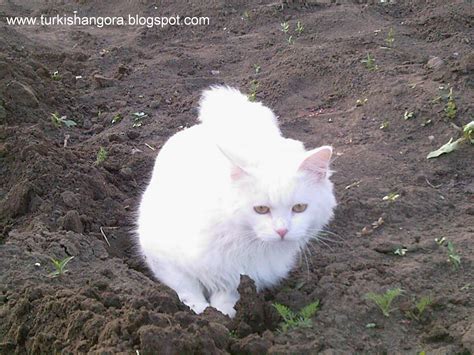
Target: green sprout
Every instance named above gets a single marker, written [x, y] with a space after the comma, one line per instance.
[392, 196]
[400, 251]
[453, 257]
[56, 76]
[408, 115]
[426, 122]
[293, 320]
[390, 38]
[299, 27]
[58, 121]
[101, 156]
[60, 266]
[369, 62]
[257, 69]
[252, 95]
[138, 119]
[117, 118]
[467, 137]
[361, 102]
[384, 300]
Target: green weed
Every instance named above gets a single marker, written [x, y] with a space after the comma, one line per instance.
[56, 76]
[390, 38]
[257, 69]
[293, 320]
[299, 27]
[453, 257]
[138, 118]
[408, 115]
[369, 63]
[467, 137]
[60, 266]
[117, 118]
[392, 197]
[400, 251]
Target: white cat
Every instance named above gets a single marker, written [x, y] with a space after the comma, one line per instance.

****************

TASK DIRECTIONS:
Put every line of the listing above into a numbered list, leaving out blank lines and the pictures.

SOLUTION:
1. Target: green sprout
2. Every instance named above gets a single marker, written [x, y] with a space after the comma, one line per instance.
3. [392, 196]
4. [400, 251]
5. [453, 257]
6. [56, 76]
7. [408, 115]
8. [426, 122]
9. [293, 320]
10. [390, 38]
11. [299, 27]
12. [58, 121]
13. [101, 156]
14. [60, 266]
15. [369, 62]
16. [257, 69]
17. [252, 95]
18. [138, 119]
19. [117, 118]
20. [467, 137]
21. [361, 102]
22. [384, 300]
23. Target: green weed
24. Every instance named above gets a single marker, written [x, y] with a space after the comma, one line per instance.
25. [56, 76]
26. [390, 38]
27. [257, 69]
28. [293, 320]
29. [299, 27]
30. [453, 257]
31. [138, 118]
32. [408, 115]
33. [369, 63]
34. [467, 137]
35. [60, 266]
36. [117, 118]
37. [392, 197]
38. [400, 251]
39. Target: white cat
40. Every instance named above gets a single marker, written [x, y] with a space after the comma, one line per instance.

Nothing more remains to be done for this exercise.